Stored entries:
>>
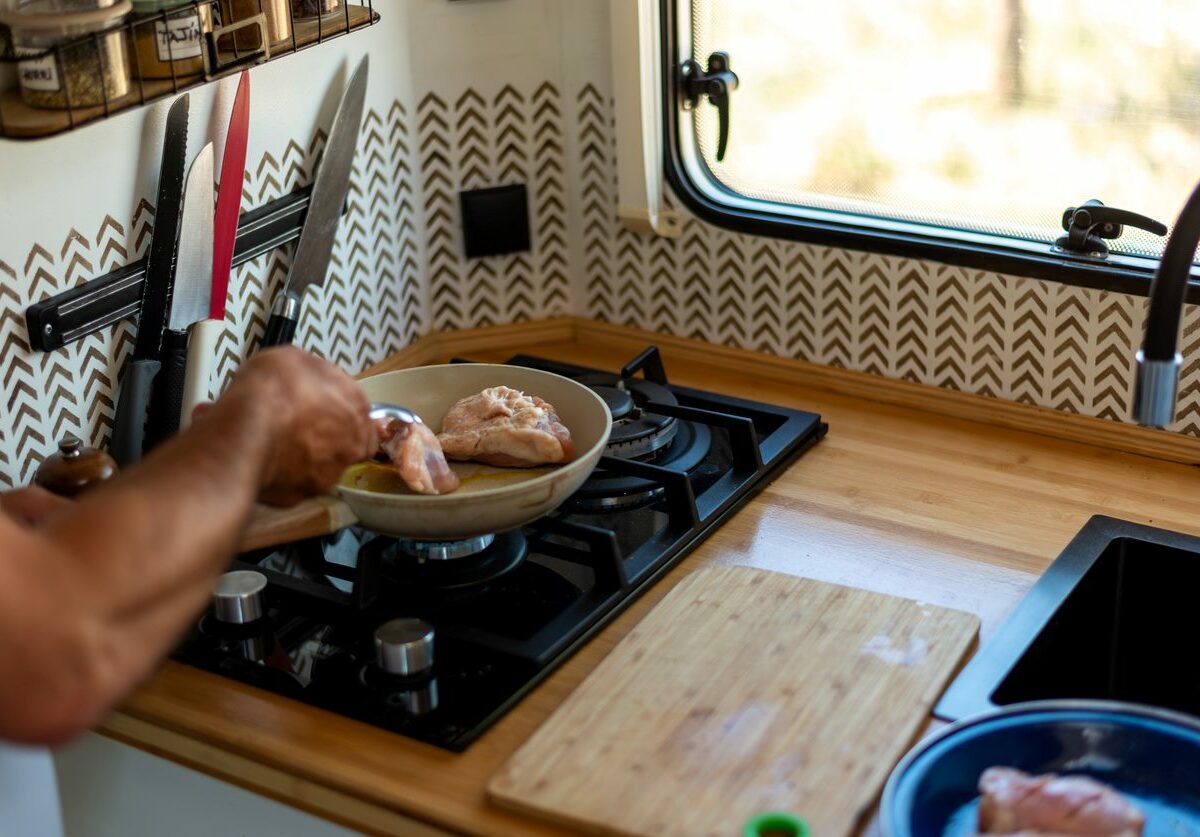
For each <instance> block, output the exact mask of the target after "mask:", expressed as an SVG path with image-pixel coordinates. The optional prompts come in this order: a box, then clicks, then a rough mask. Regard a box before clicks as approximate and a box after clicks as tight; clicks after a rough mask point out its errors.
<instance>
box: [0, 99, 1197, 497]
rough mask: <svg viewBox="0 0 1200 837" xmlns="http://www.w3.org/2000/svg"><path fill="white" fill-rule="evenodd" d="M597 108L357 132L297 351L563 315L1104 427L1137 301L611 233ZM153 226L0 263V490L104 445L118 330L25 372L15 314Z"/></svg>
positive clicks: (262, 160)
mask: <svg viewBox="0 0 1200 837" xmlns="http://www.w3.org/2000/svg"><path fill="white" fill-rule="evenodd" d="M323 143H324V136H323V134H320V133H318V134H316V136H314V137H311V138H310V139H308V140H306V141H299V140H296V141H289V143H287V145H286V146H284V147H282V149H277V150H276V151H272V152H269V153H265V155H263V156H262V157H260V159H258V161H252V162H251V164H248V165H247V173H246V182H245V193H244V206H245V207H246V209H250V207H253V206H259V205H262V204H263V203H266V201H268V200H271V199H274V198H276V197H280V195H282V194H286V193H287V192H290V191H292V189H294V188H296V187H298V186H301V185H305V183H307V182H308V181H310V179H311V175H312V170H313V162H314V159H316V158H317V157H318V155H319V151H320V147H322V145H323ZM613 153H614V151H613V132H612V104H611V100H610V96H608V94H607V92H606V88H605V85H600V84H590V83H588V84H583V85H582V86H580V88H578V89H575V90H572V91H569V92H564V91H562V90H560V89H559V86H558V85H557V84H556V83H554V82H552V80H546V82H544V83H539V84H533V85H520V86H518V85H514V84H505V83H503V82H497V83H496V85H494V88H488V89H484V88H482V86H472V88H467V89H464V90H461V91H458V92H457V95H452V96H451V95H445V94H444V92H440V91H439V92H426V94H425V95H422V96H419V97H418V98H416V101H415V103H408V102H400V101H395V102H394V103H392V104H391V106H390V107H389V108H388V109H386V112H382V110H378V109H372V110H370V112H368V113H367V116H366V120H365V124H364V130H362V133H361V137H360V147H359V153H358V156H356V158H355V167H354V174H353V180H352V191H350V195H349V212H348V215H347V216H346V217H344V218H343V221H342V224H341V228H340V231H338V240H337V245H336V247H335V251H334V261H332V267H331V271H330V277H329V279H328V281H326V283H325V285H324V288H323V289H322V290H320V291H319V293H312V291H310V294H308V296H307V297H306V300H305V306H304V311H302V314H301V327H300V332H299V335H298V342H299V343H301V344H302V345H306V347H307V348H310V349H312V350H314V351H317V353H318V354H320V355H323V356H325V357H329V359H331V360H334V361H335V362H337V363H340V365H341V366H343V367H344V368H347V369H349V371H353V372H356V371H359V369H361V368H364V367H365V366H368V365H371V363H373V362H376V361H378V360H380V359H383V357H384V356H386V355H388V354H390V353H392V351H396V350H397V349H400V348H402V347H404V345H407V344H408V343H409V342H412V341H413V339H414V338H415V337H416V336H419V335H421V333H425V332H427V331H431V330H450V329H461V327H470V326H476V325H493V324H499V323H510V321H520V320H529V319H540V318H545V317H554V315H562V314H570V313H574V314H578V315H583V317H590V318H595V319H601V320H606V321H611V323H619V324H625V325H631V326H637V327H642V329H648V330H653V331H662V332H668V333H673V335H679V336H686V337H695V338H700V339H706V341H710V342H714V343H721V344H726V345H736V347H740V348H745V349H752V350H757V351H766V353H770V354H775V355H780V356H786V357H796V359H802V360H806V361H811V362H816V363H826V365H829V366H838V367H845V368H851V369H858V371H863V372H869V373H872V374H878V375H884V377H888V378H898V379H906V380H913V381H919V383H924V384H930V385H934V386H943V387H950V389H955V390H961V391H966V392H976V393H980V395H985V396H990V397H996V398H1006V399H1012V401H1018V402H1022V403H1030V404H1039V405H1044V407H1052V408H1055V409H1061V410H1068V411H1073V413H1081V414H1086V415H1093V416H1100V417H1105V419H1112V420H1117V421H1124V420H1126V416H1127V414H1128V403H1129V392H1130V389H1132V380H1133V361H1132V357H1133V351H1134V349H1135V347H1136V345H1138V343H1139V342H1140V333H1139V332H1140V326H1141V319H1142V312H1144V307H1145V300H1142V299H1141V297H1134V296H1128V295H1122V294H1110V293H1104V291H1097V290H1090V289H1081V288H1073V287H1068V285H1062V284H1057V283H1051V282H1042V281H1037V279H1028V278H1021V277H1014V276H1003V275H995V273H986V272H982V271H973V270H965V269H961V267H953V266H948V265H942V264H937V263H930V261H919V260H913V259H902V258H895V257H883V255H877V254H871V253H862V252H852V251H842V249H835V248H829V247H818V246H812V245H803V243H794V242H784V241H776V240H770V239H758V237H752V236H746V235H740V234H733V233H727V231H725V230H720V229H716V228H713V227H710V225H708V224H704V223H702V222H698V221H695V219H690V221H688V222H686V223H685V227H684V231H683V235H682V236H680V237H678V239H660V237H654V236H646V235H640V234H635V233H630V231H628V230H626V229H625V228H624V227H623V225H622V224H620V223H619V222H618V221H617V218H616V183H614V182H613V176H614V175H613V173H614V170H616V169H614V165H613ZM516 182H523V183H527V186H528V189H529V203H530V223H532V233H533V242H534V247H533V251H532V252H529V253H517V254H510V255H504V257H492V258H487V259H475V260H467V259H464V258H463V257H462V243H461V239H460V230H458V197H457V193H458V191H460V189H463V188H475V187H482V186H498V185H504V183H516ZM152 223H154V209H152V206H150V205H149V204H148V203H145V201H143V203H142V204H140V205H139V206H138V207H137V209H136V211H134V212H133V217H132V218H128V219H127V221H126V219H125V218H120V217H118V216H115V215H108V216H104V217H102V218H98V219H97V223H96V225H95V227H94V228H92V229H84V230H77V229H68V230H65V231H64V233H62V235H61V236H60V239H56V240H53V241H42V242H35V243H31V245H29V247H28V249H26V251H25V252H23V253H0V279H2V282H0V344H2V345H4V378H2V381H0V386H2V391H4V398H5V403H6V405H7V413H6V421H5V422H4V427H2V430H4V435H2V438H0V483H2V484H18V483H23V482H26V481H28V480H29V478H30V476H31V474H32V470H34V469H35V468H36V464H37V462H40V459H41V458H42V457H43V456H44V454H46V453H47V452H49V451H50V450H52V448H53V446H54V441H55V440H56V439H59V438H60V436H61V435H64V434H65V433H67V432H71V433H76V434H79V435H82V436H83V438H84V439H86V440H89V441H91V442H92V444H103V441H104V440H106V439H107V435H108V432H109V428H110V424H112V416H113V405H114V383H115V380H116V378H118V375H119V369H120V367H121V365H122V362H124V359H125V356H126V354H127V353H128V350H130V349H131V348H132V333H133V330H132V325H131V324H128V323H126V324H121V325H120V326H118V327H115V329H112V330H108V331H106V332H102V333H98V335H92V336H90V337H88V338H86V339H84V341H80V342H77V343H73V344H71V345H70V347H66V348H65V349H62V350H59V351H56V353H52V354H49V355H43V354H41V353H31V351H30V350H29V347H28V343H26V341H25V324H24V309H25V307H26V306H28V305H29V303H31V302H34V301H37V300H41V299H44V297H46V296H49V295H53V294H55V293H59V291H61V290H64V289H66V288H70V287H73V285H76V284H78V283H80V282H84V281H86V279H89V278H91V277H94V276H97V275H100V273H103V272H107V271H109V270H113V269H114V267H118V266H120V265H122V264H127V263H128V261H132V260H134V259H137V258H139V257H140V255H142V254H143V253H144V251H145V248H146V246H148V245H149V240H150V235H149V234H150V230H151V229H152ZM289 253H290V249H289V248H284V249H283V251H277V252H275V253H272V254H269V255H264V257H260V258H259V259H257V260H256V261H253V263H250V264H247V265H244V266H241V267H240V269H239V270H238V271H236V272H235V276H234V278H233V281H232V282H230V297H229V303H228V321H229V329H228V330H227V333H226V336H224V338H223V341H222V344H221V365H220V374H221V377H222V378H223V379H226V380H227V379H228V378H229V375H232V374H233V372H234V369H235V368H236V366H238V363H239V362H240V360H241V359H242V357H244V356H245V355H246V353H247V350H248V349H250V348H251V347H253V345H256V344H257V341H258V338H259V337H260V335H262V331H263V329H264V325H265V306H266V305H268V302H269V300H270V299H272V297H274V294H275V291H276V290H277V288H278V285H280V283H281V282H282V281H283V278H284V276H286V275H287V270H288V264H289V263H288V255H289ZM1198 344H1200V312H1198V311H1196V308H1195V307H1194V306H1189V307H1188V309H1187V312H1186V315H1184V353H1186V356H1188V357H1190V359H1194V360H1190V361H1189V362H1188V363H1187V366H1186V369H1184V375H1183V381H1182V384H1181V392H1182V397H1181V403H1180V421H1178V422H1177V423H1176V426H1175V429H1177V430H1180V432H1183V433H1188V434H1192V435H1200V387H1198V386H1196V384H1198V380H1200V355H1198V353H1196V349H1200V345H1198Z"/></svg>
<<
**PROBLEM DESCRIPTION:** Report every line in the entries above that contains the word "clicks", and copy each such line in full.

**REPLY TO THE TASK:**
For each <instance> block, output the exact mask of the target after "mask:", expressed as an SVG path with image-pixel coordinates. The optional prompts come in this order: a box, then clicks, then a rough mask. Regard a box before clicks as approximate and a box after clicks as tight; clicks after a rough mask point out its errors.
positive clicks: (262, 160)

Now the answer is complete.